**Work instruction**
Reproduce the passage below about Marylou caring for Alan with hospice help, word for word and in full.

**Passage for review**
————————

Marylou continued to run her wholesale/resale business shipping orders in the mornings and after Alan settled for the evening.  And she was able to watch her granddaughter two days a week.  “The endorphins kick in and something almost supernatural happens,” Marylou explained.  

But the emotions got put to the side, she said. “It gets shelved a big portion of the time because you can’t allow yourself to fall apart.  There’s no one really to take care of you, although the hospice people gave me every opportunity when I was just feeling overwhelmed to share my feelings and my story.  Every now and then you cry at night, but you just can’t fall apart, but I am not that kind of person.”  She shared there were times the staff actually shed tears when she was not able to cry herself. 

The services HOF provided began with an evaluation with an RN to get a plan set and teaching Marylou how to administer medications through the stages, as it became more difficult.  A caregiver came to shower him twice a week and would rub his feet with lotion (which turned out to be his favorite thing).

Marylou said a couple of times she called after hours, “The best part was I called when things were not good, and they came out and sat with me and talked as long as I needed them to talk.  They were lovely.”

————————

**Supplied information**
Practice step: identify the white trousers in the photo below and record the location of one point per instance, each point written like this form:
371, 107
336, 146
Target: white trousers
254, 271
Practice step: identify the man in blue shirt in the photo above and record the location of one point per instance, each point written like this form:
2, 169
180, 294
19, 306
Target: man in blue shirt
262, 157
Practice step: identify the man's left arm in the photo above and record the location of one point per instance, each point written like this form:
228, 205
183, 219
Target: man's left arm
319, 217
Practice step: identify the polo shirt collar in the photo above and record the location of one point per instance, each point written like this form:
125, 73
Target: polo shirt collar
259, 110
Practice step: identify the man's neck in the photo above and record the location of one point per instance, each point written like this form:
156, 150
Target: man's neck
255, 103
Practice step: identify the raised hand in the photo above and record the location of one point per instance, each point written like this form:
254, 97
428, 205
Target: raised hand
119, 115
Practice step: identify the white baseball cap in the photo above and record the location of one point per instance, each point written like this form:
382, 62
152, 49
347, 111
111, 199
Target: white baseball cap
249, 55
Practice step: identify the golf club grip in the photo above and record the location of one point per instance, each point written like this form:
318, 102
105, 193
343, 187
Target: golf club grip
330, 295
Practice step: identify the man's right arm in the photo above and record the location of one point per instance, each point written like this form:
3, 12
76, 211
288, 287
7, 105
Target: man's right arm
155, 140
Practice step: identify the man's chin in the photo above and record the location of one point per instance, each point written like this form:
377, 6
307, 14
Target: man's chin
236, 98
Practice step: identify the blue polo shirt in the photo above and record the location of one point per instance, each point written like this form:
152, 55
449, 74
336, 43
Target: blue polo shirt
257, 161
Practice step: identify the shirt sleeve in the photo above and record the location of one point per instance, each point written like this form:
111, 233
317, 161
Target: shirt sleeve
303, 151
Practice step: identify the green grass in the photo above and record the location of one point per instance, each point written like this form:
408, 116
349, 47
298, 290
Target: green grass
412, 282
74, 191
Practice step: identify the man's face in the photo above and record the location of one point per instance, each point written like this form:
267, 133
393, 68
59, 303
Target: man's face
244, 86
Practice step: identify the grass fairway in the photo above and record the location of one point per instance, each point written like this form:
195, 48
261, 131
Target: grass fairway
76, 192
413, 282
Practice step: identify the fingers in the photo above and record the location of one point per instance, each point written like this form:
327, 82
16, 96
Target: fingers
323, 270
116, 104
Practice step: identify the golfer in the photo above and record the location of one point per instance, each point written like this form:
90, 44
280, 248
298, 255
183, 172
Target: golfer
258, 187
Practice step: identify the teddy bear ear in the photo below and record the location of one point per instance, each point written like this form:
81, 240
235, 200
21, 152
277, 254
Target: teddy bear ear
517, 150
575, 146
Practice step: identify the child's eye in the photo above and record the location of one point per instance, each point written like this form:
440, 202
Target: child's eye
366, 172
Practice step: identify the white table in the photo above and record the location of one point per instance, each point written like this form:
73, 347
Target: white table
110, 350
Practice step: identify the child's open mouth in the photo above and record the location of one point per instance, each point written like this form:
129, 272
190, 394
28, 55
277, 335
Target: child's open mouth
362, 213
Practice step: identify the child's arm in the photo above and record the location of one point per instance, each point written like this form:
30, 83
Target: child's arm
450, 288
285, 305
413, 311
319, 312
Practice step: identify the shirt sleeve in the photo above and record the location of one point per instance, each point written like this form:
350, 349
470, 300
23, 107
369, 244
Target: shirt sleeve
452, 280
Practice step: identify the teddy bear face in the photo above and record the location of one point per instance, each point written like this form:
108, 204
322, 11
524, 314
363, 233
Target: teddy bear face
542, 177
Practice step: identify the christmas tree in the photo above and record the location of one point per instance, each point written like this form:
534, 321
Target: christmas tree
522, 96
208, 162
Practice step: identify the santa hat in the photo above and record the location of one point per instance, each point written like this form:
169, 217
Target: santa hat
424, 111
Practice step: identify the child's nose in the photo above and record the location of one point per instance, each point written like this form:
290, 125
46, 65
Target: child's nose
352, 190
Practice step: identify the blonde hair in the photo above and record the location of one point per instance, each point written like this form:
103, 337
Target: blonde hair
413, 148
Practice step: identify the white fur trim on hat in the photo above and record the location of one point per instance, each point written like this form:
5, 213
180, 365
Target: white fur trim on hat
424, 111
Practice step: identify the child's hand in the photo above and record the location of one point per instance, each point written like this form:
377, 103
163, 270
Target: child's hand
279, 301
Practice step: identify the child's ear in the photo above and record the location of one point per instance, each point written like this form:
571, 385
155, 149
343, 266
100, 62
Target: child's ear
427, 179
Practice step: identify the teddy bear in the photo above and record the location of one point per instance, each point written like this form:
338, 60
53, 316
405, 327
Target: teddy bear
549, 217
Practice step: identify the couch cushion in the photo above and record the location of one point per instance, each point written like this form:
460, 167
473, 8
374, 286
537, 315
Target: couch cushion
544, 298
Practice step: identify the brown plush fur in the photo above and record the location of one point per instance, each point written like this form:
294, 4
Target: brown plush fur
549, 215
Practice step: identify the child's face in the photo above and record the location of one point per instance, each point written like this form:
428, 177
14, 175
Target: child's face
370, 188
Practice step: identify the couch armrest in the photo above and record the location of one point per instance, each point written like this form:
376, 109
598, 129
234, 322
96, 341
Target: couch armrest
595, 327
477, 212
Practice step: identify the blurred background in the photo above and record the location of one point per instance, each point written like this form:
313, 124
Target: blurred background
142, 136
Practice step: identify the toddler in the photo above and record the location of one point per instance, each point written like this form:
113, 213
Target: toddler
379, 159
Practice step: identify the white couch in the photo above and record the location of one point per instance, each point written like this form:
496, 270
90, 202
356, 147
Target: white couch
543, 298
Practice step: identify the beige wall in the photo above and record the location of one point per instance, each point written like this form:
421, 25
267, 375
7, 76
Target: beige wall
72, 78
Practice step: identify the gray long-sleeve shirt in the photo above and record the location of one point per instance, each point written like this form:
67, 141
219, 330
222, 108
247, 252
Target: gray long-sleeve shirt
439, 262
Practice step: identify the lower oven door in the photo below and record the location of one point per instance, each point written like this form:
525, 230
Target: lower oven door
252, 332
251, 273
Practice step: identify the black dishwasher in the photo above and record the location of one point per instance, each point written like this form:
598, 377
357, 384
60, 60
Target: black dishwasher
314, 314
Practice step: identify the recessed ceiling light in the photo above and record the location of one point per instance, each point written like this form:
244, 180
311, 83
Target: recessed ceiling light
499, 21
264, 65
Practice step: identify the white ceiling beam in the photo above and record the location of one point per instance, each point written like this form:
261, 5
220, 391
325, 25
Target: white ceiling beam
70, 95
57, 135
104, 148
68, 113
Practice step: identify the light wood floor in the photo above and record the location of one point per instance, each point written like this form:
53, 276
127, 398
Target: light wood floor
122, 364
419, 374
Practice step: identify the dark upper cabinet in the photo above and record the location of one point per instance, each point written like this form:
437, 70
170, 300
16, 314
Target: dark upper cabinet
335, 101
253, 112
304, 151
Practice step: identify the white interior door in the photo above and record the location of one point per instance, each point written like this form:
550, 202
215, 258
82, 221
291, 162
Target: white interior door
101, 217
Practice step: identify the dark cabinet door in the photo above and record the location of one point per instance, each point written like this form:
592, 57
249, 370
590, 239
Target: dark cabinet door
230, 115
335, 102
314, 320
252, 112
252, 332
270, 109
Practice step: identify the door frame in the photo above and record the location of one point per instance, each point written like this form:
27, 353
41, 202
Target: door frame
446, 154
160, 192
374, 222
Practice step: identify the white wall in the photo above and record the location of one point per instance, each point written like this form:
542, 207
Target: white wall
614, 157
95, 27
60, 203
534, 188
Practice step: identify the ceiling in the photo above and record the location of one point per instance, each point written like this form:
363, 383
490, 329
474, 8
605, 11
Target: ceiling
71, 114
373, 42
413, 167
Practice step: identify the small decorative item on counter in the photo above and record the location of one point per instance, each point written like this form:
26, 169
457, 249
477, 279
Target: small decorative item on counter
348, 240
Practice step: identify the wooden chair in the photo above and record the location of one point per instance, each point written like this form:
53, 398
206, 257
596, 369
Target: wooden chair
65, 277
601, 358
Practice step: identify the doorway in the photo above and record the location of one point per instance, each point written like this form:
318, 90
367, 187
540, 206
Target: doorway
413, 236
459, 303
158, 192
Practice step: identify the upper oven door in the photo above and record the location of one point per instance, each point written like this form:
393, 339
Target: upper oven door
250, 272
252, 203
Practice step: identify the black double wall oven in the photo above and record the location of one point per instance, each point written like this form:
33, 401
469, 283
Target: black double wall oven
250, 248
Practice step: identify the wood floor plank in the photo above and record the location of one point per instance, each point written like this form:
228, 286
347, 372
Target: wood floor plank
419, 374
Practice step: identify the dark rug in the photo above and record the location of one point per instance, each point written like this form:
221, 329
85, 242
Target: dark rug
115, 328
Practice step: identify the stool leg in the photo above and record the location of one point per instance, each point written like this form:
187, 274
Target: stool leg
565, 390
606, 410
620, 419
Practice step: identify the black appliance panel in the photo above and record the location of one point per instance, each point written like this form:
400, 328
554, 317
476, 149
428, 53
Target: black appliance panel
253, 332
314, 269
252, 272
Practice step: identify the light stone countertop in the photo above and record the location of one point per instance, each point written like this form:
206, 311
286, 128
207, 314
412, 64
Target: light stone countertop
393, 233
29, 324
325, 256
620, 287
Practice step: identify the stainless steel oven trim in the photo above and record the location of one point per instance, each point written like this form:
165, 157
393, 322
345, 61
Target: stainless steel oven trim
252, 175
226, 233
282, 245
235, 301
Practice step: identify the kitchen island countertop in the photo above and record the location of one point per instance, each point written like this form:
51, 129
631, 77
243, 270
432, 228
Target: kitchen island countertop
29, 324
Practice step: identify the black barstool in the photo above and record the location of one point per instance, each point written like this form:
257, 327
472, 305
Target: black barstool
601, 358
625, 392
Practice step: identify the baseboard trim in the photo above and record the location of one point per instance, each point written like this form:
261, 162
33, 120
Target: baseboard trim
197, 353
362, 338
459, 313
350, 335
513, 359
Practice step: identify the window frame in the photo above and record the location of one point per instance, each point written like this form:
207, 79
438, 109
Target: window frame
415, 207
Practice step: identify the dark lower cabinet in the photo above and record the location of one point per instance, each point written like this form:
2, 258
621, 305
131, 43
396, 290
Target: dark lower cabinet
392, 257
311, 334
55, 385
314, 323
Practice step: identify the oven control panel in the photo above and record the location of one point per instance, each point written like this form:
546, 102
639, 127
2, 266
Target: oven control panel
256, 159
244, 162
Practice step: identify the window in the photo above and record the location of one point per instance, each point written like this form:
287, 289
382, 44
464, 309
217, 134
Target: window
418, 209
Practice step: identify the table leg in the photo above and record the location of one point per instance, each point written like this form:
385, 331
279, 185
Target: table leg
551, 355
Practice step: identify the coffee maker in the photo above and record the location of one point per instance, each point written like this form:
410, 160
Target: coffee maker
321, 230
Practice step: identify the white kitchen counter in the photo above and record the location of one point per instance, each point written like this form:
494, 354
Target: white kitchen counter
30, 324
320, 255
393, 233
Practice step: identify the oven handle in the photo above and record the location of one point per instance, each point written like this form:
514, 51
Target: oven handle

————————

**Reply to the task**
Marylou continued to run her wholesale/resale business shipping orders in the mornings and after Alan settled for the evening.  And she was able to watch her granddaughter two days a week.  “The endorphins kick in and something almost supernatural happens,” Marylou explained.  

But the emotions got put to the side, she said. “It gets shelved a big portion of the time because you can’t allow yourself to fall apart.  There’s no one really to take care of you, although the hospice people gave me every opportunity when I was just feeling overwhelmed to share my feelings and my story.  Every now and then you cry at night, but you just can’t fall apart, but I am not that kind of person.”  She shared there were times the staff actually shed tears when she was not able to cry herself. 

The services HOF provided began with an evaluation with an RN to get a plan set and teaching Marylou how to administer medications through the stages, as it became more difficult.  A caregiver came to shower him twice a week and would rub his feet with lotion (which turned out to be his favorite thing).

Marylou said a couple of times she called after hours, “The best part was I called when things were not good, and they came out and sat with me and talked as long as I needed them to talk.  They were lovely.”